_TEXTO DO EXERCÍCIO_

------------------------------------------------

Tendo em vista que a sociedade fornece o caldo de cultura em que se configura e floresce a identidade dos sujeitos, firmamos o entendimento de que era necessário desvelar as noções de valores e conceitos que começaram a surgir já nas primeiras falas dos membros do grupo operativo. Voltamos nossa atenção, sobretudo para conceitos, valores, atitudes e ações significativas dentro da realidade estudada. Logo percebemos que a família ancorava um conjunto de afetos, crenças, experiências, conceitos e conhecimentos que deram e dão suporte simbólico-existencial às atitudes e ações dos integrantes do grupo. Ou seja, percebemos que é por motivos que giram em torno da família que os apenados em questão pensam, discursam e atuam, tanto no sentido do bem quanto no sentido do mal. A literatura sobre essa temática reforça nossa percepção. Os conceitos e as idéias não são algo neutro, uma abstração distante da realidade, mas sim, são frutos de processos sociais reveladores do cotidiano e da ação política dos sujeitos da nossa sociedade (CAMURÇA; GOUVEIA, 2000, p. 9).

Nosso projeto de pesquisa tramitou pelo Comitê de Ética em Pesquisa de nossa universidade, sendo aprovado pelo CAEE n. 0159.0.097.000-11 Do ponto de vista metodológico, a pesquisa realizada foi norteada pela pesquisa-ação fundada nesses pressupostos. Então, começamos a identificar conceitos fortes constitutivos do esquema conceptual referencial operativo (ECRO) dos apenados e a buscar neles brechas através das quais pudéssemos provocar conflitos cognitivos e emocionais passíveis de levar à mudança de atitudes congruentes com a produção de comportamentos e condutas geradoras de convívio social pacífico.

Entendemos que foi possível identificar três conceitos fortes passíveis de provocar mudanças: o primeiro foi o Evangelho. Contudo, a partir de nossos referenciais de interpretação, de nossas discussões e visão de mundo, mostrar-se evangelizado, salvo as exceções de praxe, pode ser apenas uma estratégia de se apresentar mudado enquanto se está preso, uma maneira de expressar bom comportamento e, assim, facilitar a saída do presídio.

------------------------------------------------

_Dados de apontamento de expressões referenciais_

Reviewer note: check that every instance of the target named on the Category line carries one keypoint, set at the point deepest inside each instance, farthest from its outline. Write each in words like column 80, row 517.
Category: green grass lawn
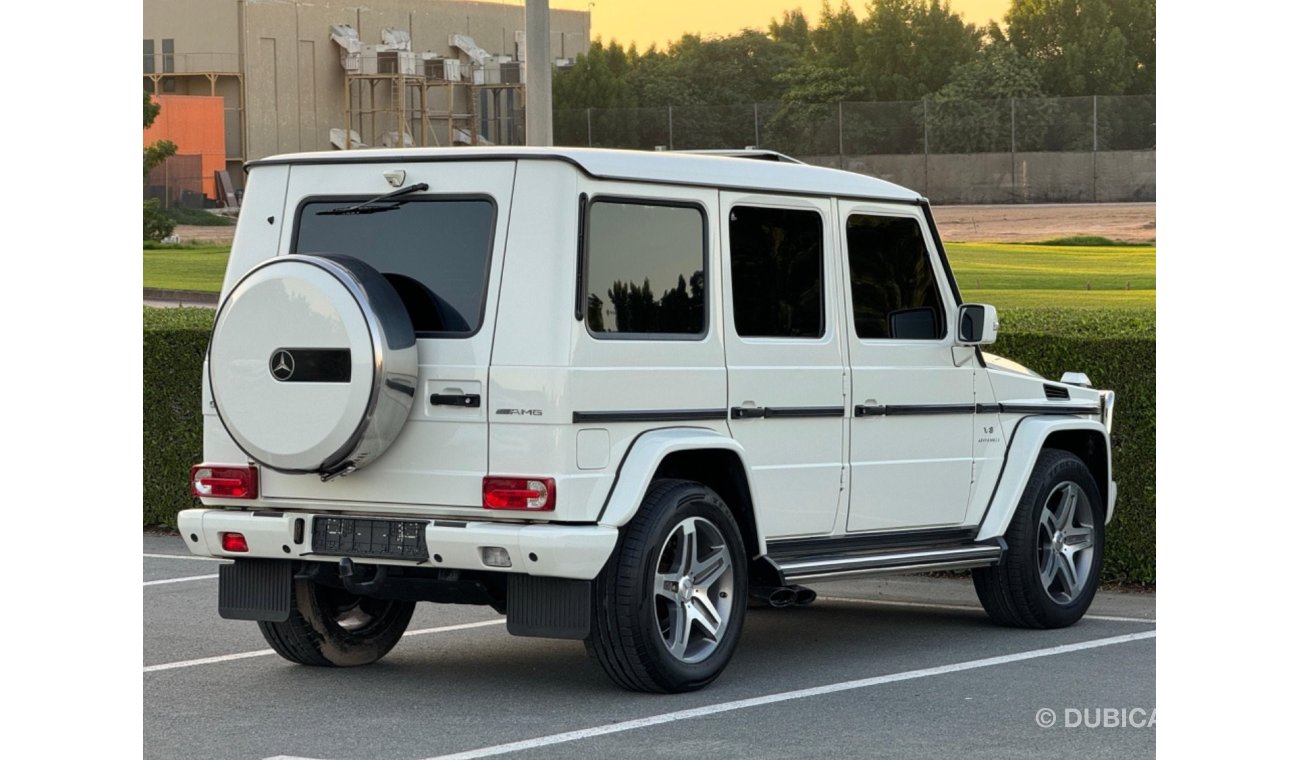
column 199, row 268
column 1032, row 276
column 1006, row 276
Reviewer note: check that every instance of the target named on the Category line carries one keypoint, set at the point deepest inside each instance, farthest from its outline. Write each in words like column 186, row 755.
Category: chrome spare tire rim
column 693, row 589
column 1065, row 543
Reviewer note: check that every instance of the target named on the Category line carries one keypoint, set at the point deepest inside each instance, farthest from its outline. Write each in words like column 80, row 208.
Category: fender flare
column 1027, row 442
column 642, row 460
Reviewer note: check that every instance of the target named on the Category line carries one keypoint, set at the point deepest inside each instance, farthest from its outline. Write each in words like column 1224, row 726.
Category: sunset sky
column 661, row 21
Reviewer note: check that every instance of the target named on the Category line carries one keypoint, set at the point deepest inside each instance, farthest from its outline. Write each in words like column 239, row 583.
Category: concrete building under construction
column 324, row 74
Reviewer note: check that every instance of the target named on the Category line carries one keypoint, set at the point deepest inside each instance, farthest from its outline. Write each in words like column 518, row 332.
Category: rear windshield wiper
column 365, row 208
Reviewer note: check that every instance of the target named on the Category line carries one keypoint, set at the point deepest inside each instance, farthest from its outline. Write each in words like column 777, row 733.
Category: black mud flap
column 255, row 590
column 549, row 608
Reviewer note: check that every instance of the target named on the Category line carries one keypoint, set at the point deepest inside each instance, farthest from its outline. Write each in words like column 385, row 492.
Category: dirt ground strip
column 1130, row 222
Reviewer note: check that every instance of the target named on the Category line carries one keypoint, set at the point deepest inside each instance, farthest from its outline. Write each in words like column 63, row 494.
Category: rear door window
column 434, row 251
column 892, row 282
column 776, row 272
column 645, row 269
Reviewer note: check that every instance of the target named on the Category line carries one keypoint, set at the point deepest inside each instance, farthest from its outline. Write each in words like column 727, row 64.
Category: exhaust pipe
column 772, row 595
column 802, row 595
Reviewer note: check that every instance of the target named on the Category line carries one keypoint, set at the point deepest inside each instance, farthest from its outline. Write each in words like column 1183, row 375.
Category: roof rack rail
column 749, row 152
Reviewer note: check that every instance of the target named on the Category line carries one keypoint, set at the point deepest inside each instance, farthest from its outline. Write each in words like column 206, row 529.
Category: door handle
column 464, row 400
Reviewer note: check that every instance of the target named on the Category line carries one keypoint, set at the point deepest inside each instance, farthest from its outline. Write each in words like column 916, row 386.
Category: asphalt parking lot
column 902, row 667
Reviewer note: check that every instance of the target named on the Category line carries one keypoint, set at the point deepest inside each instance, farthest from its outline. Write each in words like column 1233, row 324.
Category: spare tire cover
column 312, row 364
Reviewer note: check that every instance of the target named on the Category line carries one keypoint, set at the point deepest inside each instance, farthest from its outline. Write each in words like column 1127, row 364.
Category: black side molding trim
column 839, row 544
column 902, row 409
column 650, row 416
column 893, row 411
column 761, row 412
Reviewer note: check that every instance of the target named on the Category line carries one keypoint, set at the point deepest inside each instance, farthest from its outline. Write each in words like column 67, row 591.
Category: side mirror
column 976, row 325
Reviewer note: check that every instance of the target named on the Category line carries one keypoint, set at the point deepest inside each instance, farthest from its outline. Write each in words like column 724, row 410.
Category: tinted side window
column 895, row 292
column 434, row 252
column 645, row 268
column 776, row 272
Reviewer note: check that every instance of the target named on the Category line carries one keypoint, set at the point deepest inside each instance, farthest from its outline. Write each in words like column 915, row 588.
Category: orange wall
column 196, row 124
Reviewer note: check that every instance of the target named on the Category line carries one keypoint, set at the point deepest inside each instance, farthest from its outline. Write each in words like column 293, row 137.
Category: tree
column 1087, row 47
column 157, row 225
column 973, row 113
column 911, row 47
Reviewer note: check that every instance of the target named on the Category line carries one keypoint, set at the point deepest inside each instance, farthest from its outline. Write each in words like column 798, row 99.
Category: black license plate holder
column 372, row 538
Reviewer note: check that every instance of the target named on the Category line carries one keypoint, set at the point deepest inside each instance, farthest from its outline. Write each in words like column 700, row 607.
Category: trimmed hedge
column 174, row 343
column 1116, row 348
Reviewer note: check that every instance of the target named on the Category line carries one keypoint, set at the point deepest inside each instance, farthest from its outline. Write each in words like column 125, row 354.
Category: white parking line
column 264, row 652
column 178, row 580
column 969, row 608
column 185, row 557
column 787, row 696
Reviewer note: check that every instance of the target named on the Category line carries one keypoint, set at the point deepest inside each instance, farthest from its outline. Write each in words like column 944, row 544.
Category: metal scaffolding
column 398, row 109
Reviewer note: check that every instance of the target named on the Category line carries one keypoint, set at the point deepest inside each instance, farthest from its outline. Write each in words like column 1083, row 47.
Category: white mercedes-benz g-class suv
column 618, row 396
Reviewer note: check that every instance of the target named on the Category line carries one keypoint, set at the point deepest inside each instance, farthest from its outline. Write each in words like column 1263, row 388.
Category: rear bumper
column 553, row 551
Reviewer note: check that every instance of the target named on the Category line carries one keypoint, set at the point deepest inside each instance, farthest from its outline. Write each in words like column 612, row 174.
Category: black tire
column 1015, row 591
column 632, row 621
column 332, row 628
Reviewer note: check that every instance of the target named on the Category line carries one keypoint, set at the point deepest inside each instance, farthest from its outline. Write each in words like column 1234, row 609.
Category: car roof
column 710, row 170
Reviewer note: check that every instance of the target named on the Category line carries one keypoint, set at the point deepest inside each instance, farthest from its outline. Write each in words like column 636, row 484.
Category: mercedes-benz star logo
column 281, row 365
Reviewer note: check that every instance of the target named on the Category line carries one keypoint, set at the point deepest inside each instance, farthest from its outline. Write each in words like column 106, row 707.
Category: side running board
column 902, row 560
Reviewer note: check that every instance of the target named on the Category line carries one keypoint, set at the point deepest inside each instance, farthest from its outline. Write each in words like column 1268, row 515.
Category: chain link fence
column 1043, row 150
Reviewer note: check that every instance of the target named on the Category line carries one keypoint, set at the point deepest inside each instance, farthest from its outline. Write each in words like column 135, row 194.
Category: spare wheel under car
column 312, row 364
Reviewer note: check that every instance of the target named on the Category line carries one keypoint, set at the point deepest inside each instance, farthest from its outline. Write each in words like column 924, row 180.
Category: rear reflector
column 529, row 494
column 224, row 481
column 233, row 542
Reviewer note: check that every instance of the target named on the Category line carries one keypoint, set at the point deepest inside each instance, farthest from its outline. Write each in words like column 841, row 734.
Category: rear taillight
column 234, row 542
column 528, row 494
column 224, row 481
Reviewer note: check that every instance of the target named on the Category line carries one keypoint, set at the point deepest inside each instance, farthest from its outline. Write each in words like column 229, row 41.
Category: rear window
column 434, row 252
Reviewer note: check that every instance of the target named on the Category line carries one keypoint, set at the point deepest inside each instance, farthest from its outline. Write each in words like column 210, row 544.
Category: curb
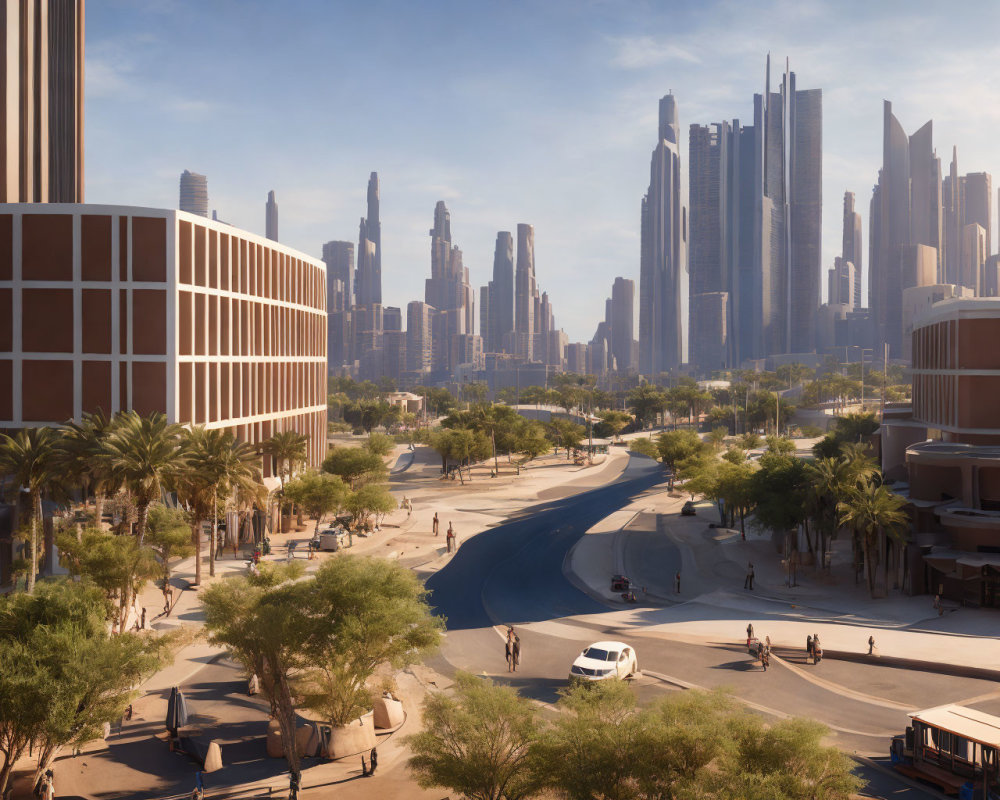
column 956, row 670
column 899, row 776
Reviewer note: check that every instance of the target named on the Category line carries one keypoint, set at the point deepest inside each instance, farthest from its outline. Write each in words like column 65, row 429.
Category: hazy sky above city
column 538, row 112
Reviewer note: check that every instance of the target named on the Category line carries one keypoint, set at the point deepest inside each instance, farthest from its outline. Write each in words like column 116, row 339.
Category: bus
column 955, row 748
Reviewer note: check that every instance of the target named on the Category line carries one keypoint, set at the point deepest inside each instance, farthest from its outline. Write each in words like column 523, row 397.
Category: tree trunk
column 8, row 767
column 196, row 538
column 35, row 500
column 45, row 758
column 215, row 535
column 142, row 515
column 285, row 709
column 98, row 508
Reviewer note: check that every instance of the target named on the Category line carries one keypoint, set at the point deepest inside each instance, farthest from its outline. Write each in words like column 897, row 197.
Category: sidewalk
column 714, row 607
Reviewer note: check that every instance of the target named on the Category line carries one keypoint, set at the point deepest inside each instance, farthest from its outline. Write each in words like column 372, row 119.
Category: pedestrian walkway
column 714, row 607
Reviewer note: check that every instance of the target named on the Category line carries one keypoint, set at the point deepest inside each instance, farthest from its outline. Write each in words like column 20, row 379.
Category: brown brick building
column 947, row 450
column 117, row 307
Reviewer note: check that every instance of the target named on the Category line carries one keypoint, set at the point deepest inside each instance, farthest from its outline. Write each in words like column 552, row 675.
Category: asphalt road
column 512, row 574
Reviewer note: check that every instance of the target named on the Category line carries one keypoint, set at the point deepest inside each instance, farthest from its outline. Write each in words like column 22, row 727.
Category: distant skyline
column 516, row 112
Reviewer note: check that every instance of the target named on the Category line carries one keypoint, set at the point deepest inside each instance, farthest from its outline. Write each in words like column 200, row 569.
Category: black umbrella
column 176, row 711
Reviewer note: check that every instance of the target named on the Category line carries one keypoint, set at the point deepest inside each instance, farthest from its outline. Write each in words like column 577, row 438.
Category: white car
column 604, row 660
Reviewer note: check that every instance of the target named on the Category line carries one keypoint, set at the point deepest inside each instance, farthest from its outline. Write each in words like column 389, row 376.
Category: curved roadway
column 512, row 574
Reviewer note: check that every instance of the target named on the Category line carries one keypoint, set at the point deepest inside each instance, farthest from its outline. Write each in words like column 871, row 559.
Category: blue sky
column 538, row 112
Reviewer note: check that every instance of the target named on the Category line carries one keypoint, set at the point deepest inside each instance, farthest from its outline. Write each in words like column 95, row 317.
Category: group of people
column 513, row 649
column 763, row 649
column 813, row 648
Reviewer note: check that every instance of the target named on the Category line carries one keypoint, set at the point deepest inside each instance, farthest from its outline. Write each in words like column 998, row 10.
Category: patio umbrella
column 176, row 711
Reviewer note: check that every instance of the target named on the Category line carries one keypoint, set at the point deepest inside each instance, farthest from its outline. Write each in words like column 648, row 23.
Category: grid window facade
column 158, row 310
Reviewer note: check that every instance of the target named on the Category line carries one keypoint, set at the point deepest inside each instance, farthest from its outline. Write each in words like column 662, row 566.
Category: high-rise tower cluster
column 755, row 231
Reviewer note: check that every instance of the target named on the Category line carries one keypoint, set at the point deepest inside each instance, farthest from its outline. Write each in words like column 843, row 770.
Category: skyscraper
column 525, row 291
column 194, row 193
column 852, row 247
column 623, row 323
column 789, row 126
column 271, row 217
column 448, row 291
column 369, row 277
column 42, row 92
column 500, row 316
column 708, row 263
column 906, row 210
column 663, row 251
column 339, row 260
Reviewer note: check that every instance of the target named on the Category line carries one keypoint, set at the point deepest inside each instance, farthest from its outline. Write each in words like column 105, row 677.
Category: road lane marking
column 767, row 710
column 843, row 691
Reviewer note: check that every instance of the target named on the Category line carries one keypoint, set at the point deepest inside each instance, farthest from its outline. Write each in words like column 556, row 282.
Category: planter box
column 274, row 749
column 388, row 713
column 355, row 737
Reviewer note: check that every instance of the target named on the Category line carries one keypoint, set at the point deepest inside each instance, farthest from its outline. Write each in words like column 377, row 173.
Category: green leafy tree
column 355, row 466
column 318, row 493
column 379, row 444
column 644, row 447
column 717, row 436
column 370, row 500
column 373, row 613
column 264, row 621
column 786, row 761
column 143, row 454
column 567, row 434
column 479, row 742
column 31, row 462
column 119, row 565
column 612, row 423
column 530, row 440
column 289, row 449
column 675, row 446
column 169, row 536
column 590, row 748
column 62, row 677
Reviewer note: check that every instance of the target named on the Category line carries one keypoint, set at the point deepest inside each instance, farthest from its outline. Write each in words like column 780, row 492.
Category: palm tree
column 31, row 461
column 143, row 454
column 877, row 514
column 830, row 481
column 216, row 467
column 80, row 450
column 288, row 449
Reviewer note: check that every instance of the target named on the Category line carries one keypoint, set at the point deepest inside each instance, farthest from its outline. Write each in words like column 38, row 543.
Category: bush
column 644, row 447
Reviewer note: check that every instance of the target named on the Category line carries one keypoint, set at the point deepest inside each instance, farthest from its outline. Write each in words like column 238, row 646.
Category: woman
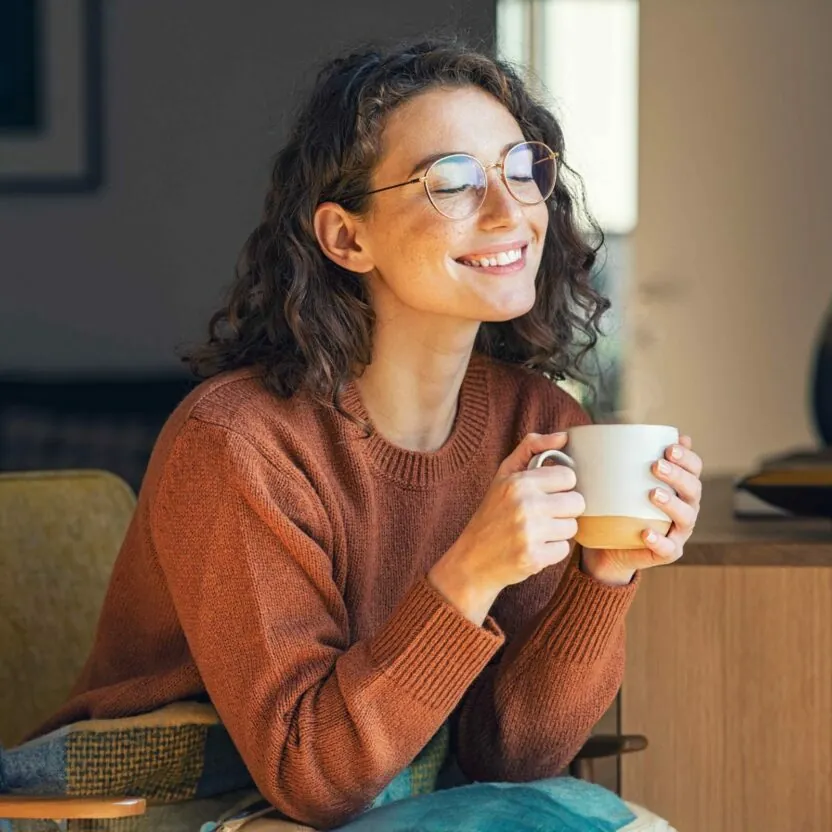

------------------------------------------------

_OBJETIVO DO EXERCÍCIO_
Indique se cada afirmação a seguir está de acordo com o texto sobre a pesquisa com apenados. Responda sim ou não e cite literalmente as palavras do texto que decidem a resposta.
1. O projeto de pesquisa foi aprovado pelo Comitê de Ética em Pesquisa da universidade.
2. Segundo o texto, os conceitos e as ideias são algo neutro.
3. Os autores identificaram quatro conceitos fortes passíveis de provocar mudanças.
O material não é necessário para esta tarefa.

_RESPOSTA DO EXERCÍCIO_
1. Sim: "Nosso projeto de pesquisa tramitou pelo Comitê de Ética em Pesquisa de nossa universidade, sendo aprovado"
2. Não: "Os conceitos e as idéias não são algo neutro"
3. Não: "foi possível identificar três conceitos fortes passíveis de provocar mudanças"